* BEGIN Source document *

Chair Caumont didn’t like SUPs, preferring objective standards for homeowners and perhaps different rules for R-1A and R-1B districts, if appropriate, since they already have different rules currently.

There was no clear consensus on the setback or height issue, and Commissioners recognized there would need to be some compromise to get to a four-person majority.

Total Floor Size

City staff have recommended total floor size for ADs of 1,000 square feet to assure some subordination to the primary dwelling.

Commissioner Kravinsky noted that Senator Salim’s proposed bill would have permitted a size up to 1,500 square feet.  He argued that the larger size would permit families with more people, enhance the ability to sell the property, and provide a better return on investment.  He feared that a 1,000-square foot restriction might be cost prohibitive for a granny flat or for single person use.  He proposed the larger size or a regulation citing a maximum proportion of the main dwelling’s square footage.

Commissioner Krasner emphasized that four out of five AD units will be interior, not detached, saying there is no need to restrict the size within the main house if it is in the basement.  He underscored that SB 304 was now moot, having been replaced by SB 932.

Commissioner Caumont was concerned about an equity issue if size is tied to that of the main house: those with smaller homes would be limited in what they could build.

Commissioner Friedlander noted that ADs of 1,000 square feet or more become a drag on the City’s revenue stream and urged moving to the industry standard of 900 square feet.

Substandard lots

Commissioners also seemed confused by staff recommendations in the area of substandard lots.  These lots currently have rules for reducing setbacks and height for primary dwellings based on the size and width of the lot. 

Staff proposed that detached accessory dwellings would follow the same rules governing height and setback reductions for substandard lots as single-family homes.  However, side setbacks on such lots could not be less than 7-1/2 feet; rear setbacks could not be less than 20 feet; and heights would be reduced by a few feet from the 20 and 25-foot caps on permitted AD height on normal lots. 

After further discussion about who benefits — the property owner or the neighbor from setback or height changes, there appeared to be some consensus on maintaining the same setback as for the primary dwelling on substandard lots, but permitting some reduction in height of the AD to benefit the neighbor.

* END Source document *

**Short problem 1**
Reproduce the part of the meeting summary starting with "Chair Caumont didn’t" and going on through "the primary dwelling.", word for word.

* BEGIN Data excerpts *

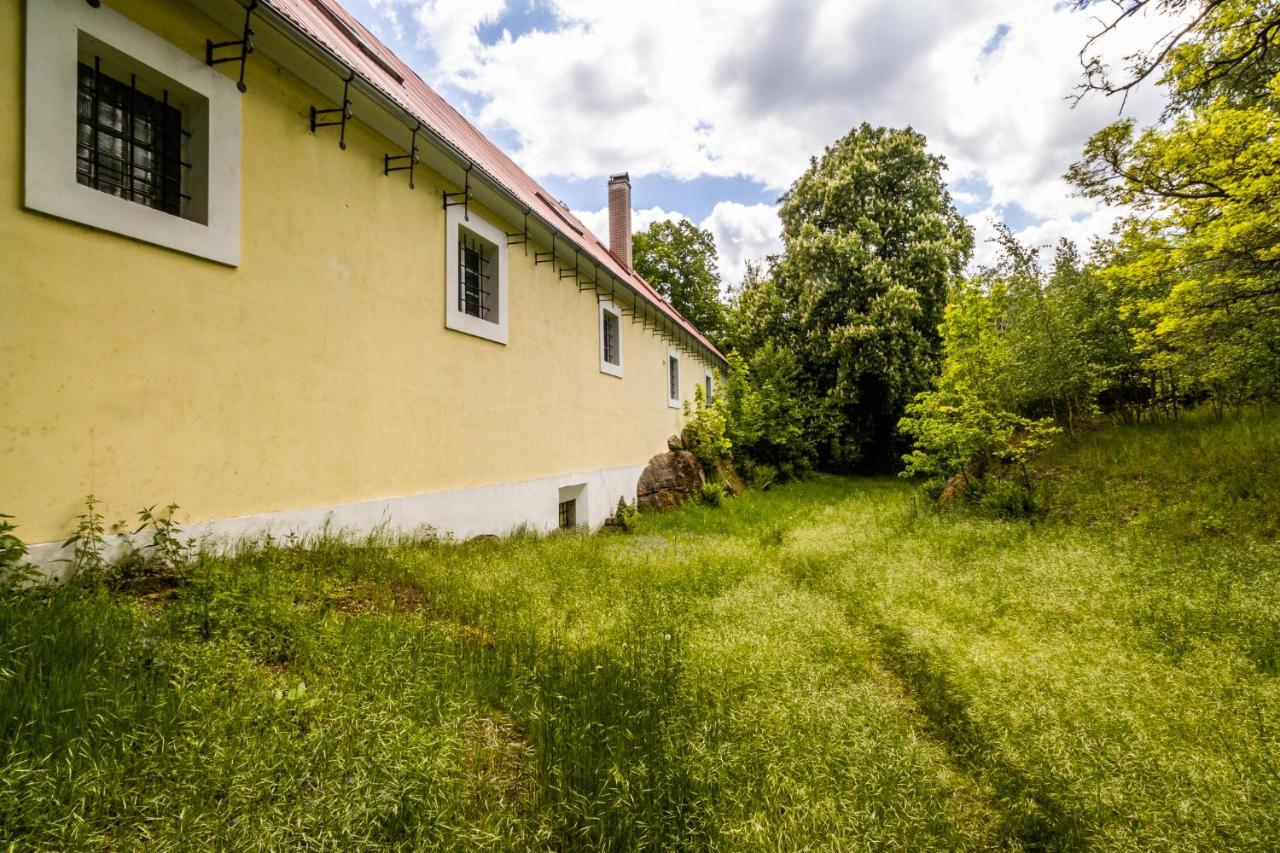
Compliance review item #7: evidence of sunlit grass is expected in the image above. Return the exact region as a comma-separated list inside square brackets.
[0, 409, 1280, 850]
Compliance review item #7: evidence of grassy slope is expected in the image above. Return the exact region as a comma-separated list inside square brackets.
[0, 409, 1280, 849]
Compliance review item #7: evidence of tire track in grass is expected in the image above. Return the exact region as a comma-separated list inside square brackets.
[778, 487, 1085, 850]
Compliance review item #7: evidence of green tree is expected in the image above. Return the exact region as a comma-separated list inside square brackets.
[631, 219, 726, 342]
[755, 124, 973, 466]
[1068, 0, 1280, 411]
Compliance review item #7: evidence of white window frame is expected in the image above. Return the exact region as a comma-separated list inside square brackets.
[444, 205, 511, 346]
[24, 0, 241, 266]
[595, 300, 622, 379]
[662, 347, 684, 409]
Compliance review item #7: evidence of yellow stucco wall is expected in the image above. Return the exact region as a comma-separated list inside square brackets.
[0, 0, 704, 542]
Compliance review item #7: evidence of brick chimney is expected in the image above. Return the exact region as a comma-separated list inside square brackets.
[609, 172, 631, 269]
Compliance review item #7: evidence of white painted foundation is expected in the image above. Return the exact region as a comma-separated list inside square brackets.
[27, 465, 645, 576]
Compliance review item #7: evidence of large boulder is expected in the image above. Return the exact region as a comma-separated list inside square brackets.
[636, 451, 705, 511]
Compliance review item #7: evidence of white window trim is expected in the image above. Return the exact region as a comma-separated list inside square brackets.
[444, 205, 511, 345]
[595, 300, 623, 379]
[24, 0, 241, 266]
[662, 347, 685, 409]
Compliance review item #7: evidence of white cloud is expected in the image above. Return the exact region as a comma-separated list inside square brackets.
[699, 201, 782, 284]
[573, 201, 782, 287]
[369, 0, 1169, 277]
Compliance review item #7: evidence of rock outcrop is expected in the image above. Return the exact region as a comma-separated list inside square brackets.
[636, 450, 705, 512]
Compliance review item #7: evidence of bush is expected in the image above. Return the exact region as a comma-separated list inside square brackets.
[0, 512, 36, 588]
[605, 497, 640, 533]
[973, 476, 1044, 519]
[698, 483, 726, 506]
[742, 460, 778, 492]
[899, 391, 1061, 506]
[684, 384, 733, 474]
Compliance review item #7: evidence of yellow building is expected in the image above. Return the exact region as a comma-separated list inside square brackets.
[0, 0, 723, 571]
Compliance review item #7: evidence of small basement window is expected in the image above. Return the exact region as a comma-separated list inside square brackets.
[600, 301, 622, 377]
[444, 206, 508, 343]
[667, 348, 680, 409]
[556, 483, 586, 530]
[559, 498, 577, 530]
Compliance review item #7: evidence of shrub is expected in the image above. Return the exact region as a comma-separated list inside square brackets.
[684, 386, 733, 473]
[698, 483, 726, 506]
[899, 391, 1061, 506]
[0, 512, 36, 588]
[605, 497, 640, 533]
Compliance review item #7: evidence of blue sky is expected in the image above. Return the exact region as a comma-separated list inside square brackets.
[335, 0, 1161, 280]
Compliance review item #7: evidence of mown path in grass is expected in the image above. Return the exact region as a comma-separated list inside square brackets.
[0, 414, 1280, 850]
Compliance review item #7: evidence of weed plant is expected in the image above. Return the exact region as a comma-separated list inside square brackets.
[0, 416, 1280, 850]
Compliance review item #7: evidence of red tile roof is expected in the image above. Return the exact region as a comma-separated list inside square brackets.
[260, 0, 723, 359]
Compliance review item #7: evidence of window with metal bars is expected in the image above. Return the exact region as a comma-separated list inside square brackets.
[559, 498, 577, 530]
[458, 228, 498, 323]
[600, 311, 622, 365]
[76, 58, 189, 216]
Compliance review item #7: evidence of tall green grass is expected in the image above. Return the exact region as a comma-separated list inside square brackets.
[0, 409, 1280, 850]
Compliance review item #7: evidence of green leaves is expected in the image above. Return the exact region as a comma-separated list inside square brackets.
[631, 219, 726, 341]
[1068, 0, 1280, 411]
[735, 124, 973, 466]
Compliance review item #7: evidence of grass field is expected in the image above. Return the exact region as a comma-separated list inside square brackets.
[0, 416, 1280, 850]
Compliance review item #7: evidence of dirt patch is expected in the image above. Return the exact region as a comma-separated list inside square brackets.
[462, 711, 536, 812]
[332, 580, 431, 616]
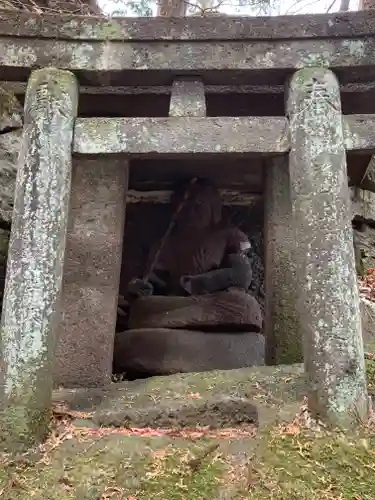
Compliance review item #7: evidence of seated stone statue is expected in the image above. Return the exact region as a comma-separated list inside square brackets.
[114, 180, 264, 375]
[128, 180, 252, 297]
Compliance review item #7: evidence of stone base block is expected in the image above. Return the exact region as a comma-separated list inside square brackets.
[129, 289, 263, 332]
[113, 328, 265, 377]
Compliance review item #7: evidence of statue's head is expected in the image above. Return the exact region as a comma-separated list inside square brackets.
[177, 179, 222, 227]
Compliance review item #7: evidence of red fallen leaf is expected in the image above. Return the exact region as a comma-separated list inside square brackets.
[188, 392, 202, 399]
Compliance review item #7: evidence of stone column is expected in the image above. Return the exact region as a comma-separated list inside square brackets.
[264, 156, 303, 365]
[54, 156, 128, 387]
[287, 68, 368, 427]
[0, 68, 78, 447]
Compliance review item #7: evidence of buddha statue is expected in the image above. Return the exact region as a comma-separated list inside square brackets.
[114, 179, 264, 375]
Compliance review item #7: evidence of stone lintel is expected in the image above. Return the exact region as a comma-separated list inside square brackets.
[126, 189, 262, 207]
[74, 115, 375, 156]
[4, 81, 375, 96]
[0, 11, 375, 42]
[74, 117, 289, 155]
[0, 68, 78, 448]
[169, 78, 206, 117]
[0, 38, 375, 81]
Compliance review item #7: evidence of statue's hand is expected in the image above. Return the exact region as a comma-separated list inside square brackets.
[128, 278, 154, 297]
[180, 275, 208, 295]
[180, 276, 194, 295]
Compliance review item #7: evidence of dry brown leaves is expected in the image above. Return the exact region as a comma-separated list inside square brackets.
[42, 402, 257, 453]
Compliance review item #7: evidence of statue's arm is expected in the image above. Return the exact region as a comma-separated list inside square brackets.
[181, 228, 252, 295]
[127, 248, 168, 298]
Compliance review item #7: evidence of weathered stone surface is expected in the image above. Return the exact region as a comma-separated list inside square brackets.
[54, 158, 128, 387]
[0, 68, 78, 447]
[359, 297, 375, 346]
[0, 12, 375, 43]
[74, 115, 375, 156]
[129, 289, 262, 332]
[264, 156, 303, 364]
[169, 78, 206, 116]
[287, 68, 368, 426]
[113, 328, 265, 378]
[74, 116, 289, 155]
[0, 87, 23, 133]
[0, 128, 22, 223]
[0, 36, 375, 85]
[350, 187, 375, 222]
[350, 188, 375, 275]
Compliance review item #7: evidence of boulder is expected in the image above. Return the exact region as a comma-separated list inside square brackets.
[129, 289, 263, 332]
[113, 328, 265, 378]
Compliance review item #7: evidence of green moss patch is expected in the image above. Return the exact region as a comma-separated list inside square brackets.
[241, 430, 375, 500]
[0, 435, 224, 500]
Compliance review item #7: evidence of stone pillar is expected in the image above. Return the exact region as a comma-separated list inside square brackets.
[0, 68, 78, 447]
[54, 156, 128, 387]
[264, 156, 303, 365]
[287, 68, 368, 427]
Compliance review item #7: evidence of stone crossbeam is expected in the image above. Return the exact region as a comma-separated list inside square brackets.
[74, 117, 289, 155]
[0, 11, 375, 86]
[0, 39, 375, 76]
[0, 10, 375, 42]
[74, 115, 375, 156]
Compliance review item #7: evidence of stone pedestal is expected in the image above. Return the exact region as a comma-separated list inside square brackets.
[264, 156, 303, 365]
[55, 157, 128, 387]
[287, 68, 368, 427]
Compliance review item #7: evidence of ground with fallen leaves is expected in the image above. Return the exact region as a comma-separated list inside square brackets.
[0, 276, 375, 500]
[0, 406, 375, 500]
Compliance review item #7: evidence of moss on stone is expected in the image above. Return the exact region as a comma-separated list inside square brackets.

* END Data excerpts *

**Short problem 2**
Shift every bounding-box coordinate down by 27 in the records, starting with their first line and going on through the line with "[0, 0, 704, 542]". Rewrite all of those lines and only those, and leave the pictures out.

**Written response 1**
Chair Caumont didn’t like SUPs, preferring objective standards for homeowners and perhaps different rules for R-1A and R-1B districts, if appropriate, since they already have different rules currently.

There was no clear consensus on the setback or height issue, and Commissioners recognized there would need to be some compromise to get to a four-person majority.

Total Floor Size

City staff have recommended total floor size for ADs of 1,000 square feet to assure some subordination to the primary dwelling.

**Written response 2**
Compliance review item #7: evidence of sunlit grass is expected in the image above. Return the exact region as a comma-separated list inside square brackets.
[-27, 382, 1253, 823]
Compliance review item #7: evidence of grassy slope is expected in the image above. Return the exact region as a comma-separated list inside square brackets.
[-27, 382, 1253, 822]
Compliance review item #7: evidence of tire track in grass is expected in the image above. Return the exact region as a comma-separated list inside square brackets.
[751, 460, 1058, 823]
Compliance review item #7: evidence of green tree is expected in the image above. Return the exact region as a comma-separated list inside square brackets.
[604, 192, 699, 315]
[728, 97, 946, 439]
[1041, -27, 1253, 384]
Compliance review item #7: evidence of white window frame is expected in the image above. Return the exact region as a comma-separated list inside square brackets.
[417, 178, 484, 319]
[-3, -27, 214, 239]
[568, 273, 595, 352]
[635, 320, 657, 382]
Compliance review item #7: evidence of yellow stucco wall is expected in the image above. Return the exact region as a comma-separated list inside square brackets.
[-27, -27, 677, 515]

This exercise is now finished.